(Passage provided)
%%
Metadata-Version: 2.4
Name: s4-codec
Version: 1.4.1
Classifier: Development Status :: 5 - Production/Stable
Classifier: Intended Audience :: Developers
Classifier: License :: OSI Approved :: Apache Software License
Classifier: Operating System :: POSIX :: Linux
Classifier: Programming Language :: Python :: 3
Classifier: Programming Language :: Python :: 3.9
Classifier: Programming Language :: Python :: 3.10
Classifier: Programming Language :: Python :: 3.11
Classifier: Programming Language :: Python :: 3.12
Classifier: Programming Language :: Rust
Classifier: Topic :: System :: Archiving :: Compression
Requires-Dist: pytest>=7.0 ; extra == 'dev'
Provides-Extra: dev
Summary: Python bindings for s4-codec — in-process CPU compression (zstd / gzip) for ML and ETL pipelines. GPU codecs are not exposed in Python in v1.0; route GPU workloads through the s4 server gateway.
%%
(Position identification records)
%%
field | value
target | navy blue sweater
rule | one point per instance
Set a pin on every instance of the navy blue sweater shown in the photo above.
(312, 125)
%%
(Actions to take)
(1) List every specific Python minor version named in the classifiers of the package metadata.
(2) Translate this sentence from the package metadata into Spanish: "GPU codecs are not exposed in Python in v1.0; route GPU workloads through the s4 server gateway."
(3) Under which license does the package metadata say s4-codec is released?
These records come from a different source than the text.

(The answers)
(1) 3.9, 3.10, 3.11, 3.12

(2) Los códecs de GPU no están expuestos en Python en la v1.0; dirija las cargas de trabajo de GPU a través de la pasarela del servidor s4.

(3) The Apache Software License.